### To do
(1) In the forum thread, what is the largest length cichlidaholic reports for mbuna that have been kept?
(2) Substitute "ten hours" for "8 hours" and write out the forum thread's text from "Thanks again for" down to "i'm all *CONFUSED*.".

Been looking alot on fellow members stocklist and have learned that most Mbuna are about 3-4" big when adult so i gonna probably stock my tank with Haps and Peacocks as i like my fish to be a least 4" big. 
Am i heading the right direction (Haps and Peacocks) if i like bigger and colourful fish?
30 is the number fishes i'm looking to stock.

Can't wait to stock my tank.
All suggestions are welcome.
Thank you.


----------



## cichlidaholic (Dec 7, 2005)

Actually, dwarf mbuna are about 3-4 inches as adults, but most get larger than that. I've had many mbuna that reached 5-6 inches in length.

I prefer breeding groups as opposed to all male tanks. I like to see the interaction of the groups with both male and female.

Most hap and peacock females are drab in appearance, and you don't want to mix breeding groups of many of them due to crossbreeding issues. It's different with mbuna. You can get colourful females, and choose species that aren't likely to hybridize.

So, once again, it's going to depend on what you want here. :thumb:


----------



## live2bet (May 19, 2008)

Thanks cichlidaholic.

Dwarf mbuna are too small as i wanted to keep about 30 4-6" stocks.
I'm with you as far as breeding group is concern but more for convienence rather than breeding.
Not gonna sell the ****, so i have no worries about hybridization.

Thanks again for current and future suggestions :thumb:


----------



## live2bet (May 19, 2008)

:-? :-? :-? 
Took the day off and spent the last 8 hours looking at Library, Profiles and fellow member tanks and i'm all *CONFUSED*.

Mbuna?
Haps?
Peacocks?
Mixed?

Can anyone please help me make a decision, PLEASE :x ?
Tank is cycled and i need to get my stock in asap.

Thanks in advance.


----------



## cichlidaholic (Dec 7, 2005)

### Given material
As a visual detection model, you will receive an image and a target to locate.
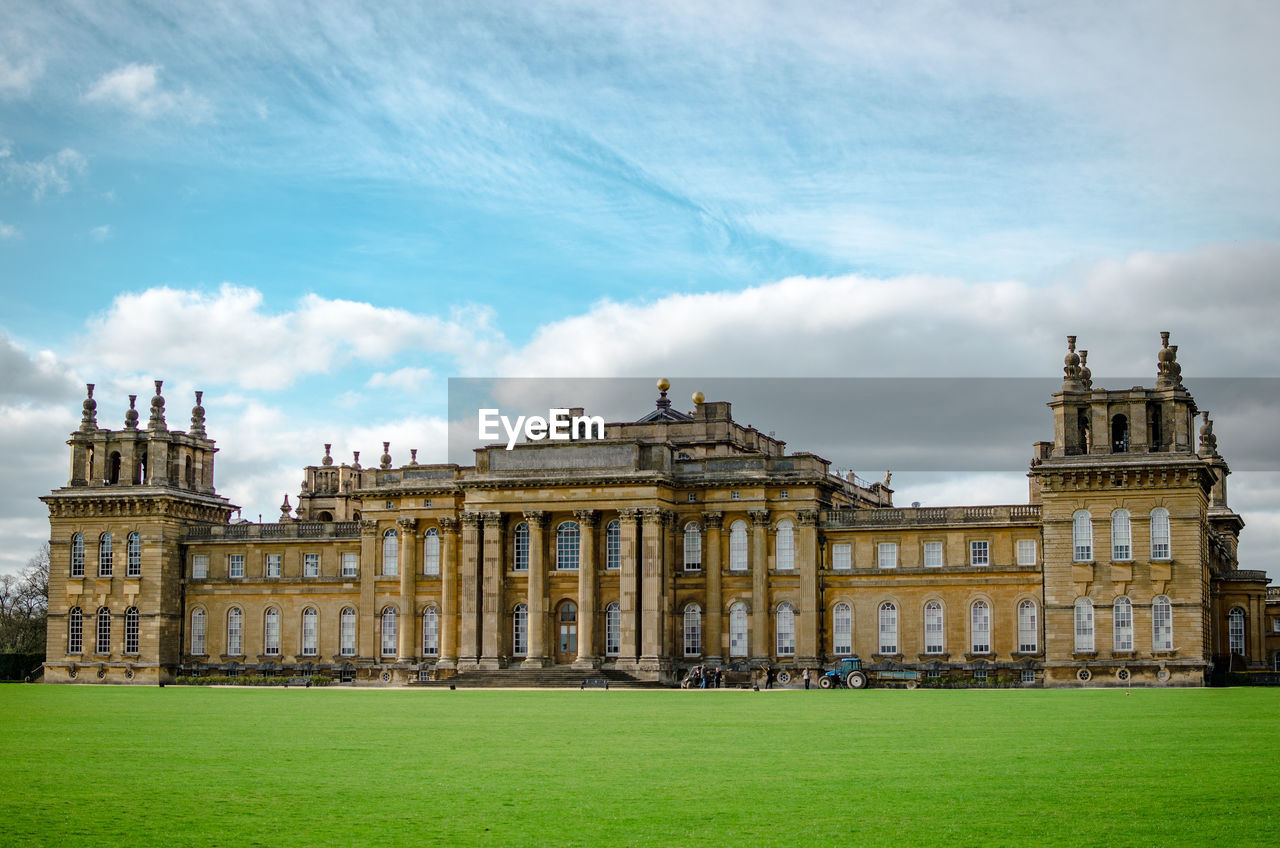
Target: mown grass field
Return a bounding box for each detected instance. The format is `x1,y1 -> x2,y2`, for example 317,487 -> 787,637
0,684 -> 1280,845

### Answer set
(1) 5-6 inches

(2)
Thanks again for current and future suggestions :thumb:


----------



## live2bet (May 19, 2008)

:-? :-? :-? 
Took the day off and spent the last ten hours looking at Library, Profiles and fellow member tanks and i'm all *CONFUSED*.